*SOURCE INFORMATION*:
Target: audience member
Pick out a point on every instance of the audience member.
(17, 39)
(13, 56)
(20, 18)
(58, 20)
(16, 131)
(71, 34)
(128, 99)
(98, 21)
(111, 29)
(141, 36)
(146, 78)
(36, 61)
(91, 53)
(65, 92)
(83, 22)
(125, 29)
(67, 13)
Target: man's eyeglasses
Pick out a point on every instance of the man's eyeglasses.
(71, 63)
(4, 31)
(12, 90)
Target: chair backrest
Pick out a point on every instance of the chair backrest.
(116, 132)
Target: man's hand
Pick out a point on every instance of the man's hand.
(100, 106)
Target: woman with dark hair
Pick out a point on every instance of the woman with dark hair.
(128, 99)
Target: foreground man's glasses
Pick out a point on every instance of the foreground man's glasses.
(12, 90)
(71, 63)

*EXERCISE DETAILS*: Having found the line with "Target: foreground man's glasses", transcribe it and each line after it to the end of the entries, with no other lines.

*ANSWER SPACE*:
Target: foreground man's glasses
Pick out a point on every instance of the foreground man's glasses.
(12, 90)
(71, 63)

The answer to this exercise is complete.